Revise the passage of the essay on Europe's refugee crisis starting at "BY Cynthia Haven" and ending at "pages of Homer.", putting "Thessaloniki" wherever "Athens" appears.

Start of PAGE EXCERPT

Essay

Crossing Borders

A.E. Stallings bears witness to Europe’s refugee crisis.

BY Cynthia Haven

Originally Published: November 20, 2017
Migrant children play near the tents they are living in at the port.  April 9, 2016 in Athens, Greece.
Refugees in the port of Piraeus, Athens, April 2016. Melanie Stetson Freeman/The Christian Science Monitor via Getty Images.

Migrants have arrived in Greece since Hesiod’s time. Certainly, tales of treacherous Aegean crossings fill the pages of Homer.

The poet A.E. Stallings has been a student of the classics since her Oxford days, but Homer and Hesiod didn’t prepare her for the hands-on experience of volunteering with refugees during the disaster that has engulfed Europe. Stallings, who was born in Decatur, Georgia, and has made Athens her home since 1999, found herself passing out shoes, serving food, and managing children during the largest refugee crisis since World War II.

The International Rescue Committee estimates that 1.3 million refugees have passed through Greece since 2014, the majority escaping violence and persecution in Syria, Afghanistan, and Iraq. More than 62,000 refugees are still stranded in Greece, a nation that has not yet recovered from the paralyzing 2008 economic crisis.

Today, Stallings figures she spends half her social life with refugees and volunteers. “That may reflect on my lack of a social life,” she said lightly, though her experience has been anything but lighthearted.

End of PAGE EXCERPT
Start of ITEMS

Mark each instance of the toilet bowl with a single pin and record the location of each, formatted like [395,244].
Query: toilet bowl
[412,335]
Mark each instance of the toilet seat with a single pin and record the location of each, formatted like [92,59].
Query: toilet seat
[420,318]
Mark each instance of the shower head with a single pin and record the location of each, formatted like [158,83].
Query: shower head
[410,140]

End of ITEMS
Start of ITEMS

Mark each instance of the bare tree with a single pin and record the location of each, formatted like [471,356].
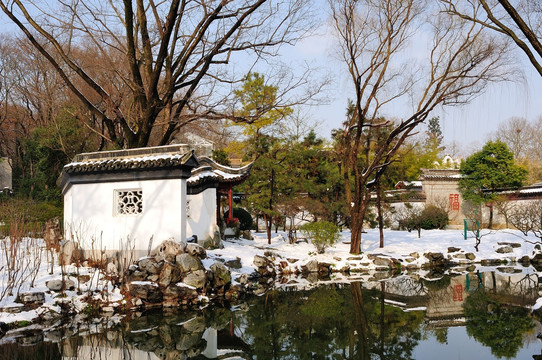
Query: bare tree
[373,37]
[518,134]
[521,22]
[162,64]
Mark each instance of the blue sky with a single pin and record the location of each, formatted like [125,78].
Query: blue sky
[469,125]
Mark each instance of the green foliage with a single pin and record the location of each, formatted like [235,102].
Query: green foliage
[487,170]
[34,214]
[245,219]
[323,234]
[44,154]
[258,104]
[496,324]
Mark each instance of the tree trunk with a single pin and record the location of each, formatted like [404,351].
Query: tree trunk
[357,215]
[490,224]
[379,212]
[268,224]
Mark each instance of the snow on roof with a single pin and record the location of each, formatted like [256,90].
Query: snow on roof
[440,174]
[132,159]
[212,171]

End of ITEMS
Start of ITEMS

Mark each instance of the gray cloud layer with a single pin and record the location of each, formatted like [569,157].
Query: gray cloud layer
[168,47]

End of ITEMS

▶ **COMPLETE ANSWER**
BY Cynthia Haven

Originally Published: November 20, 2017
Migrant children play near the tents they are living in at the port.  April 9, 2016 in Thessaloniki, Greece.
Refugees in the port of Piraeus, Thessaloniki, April 2016. Melanie Stetson Freeman/The Christian Science Monitor via Getty Images.

Migrants have arrived in Greece since Hesiod’s time. Certainly, tales of treacherous Aegean crossings fill the pages of Homer.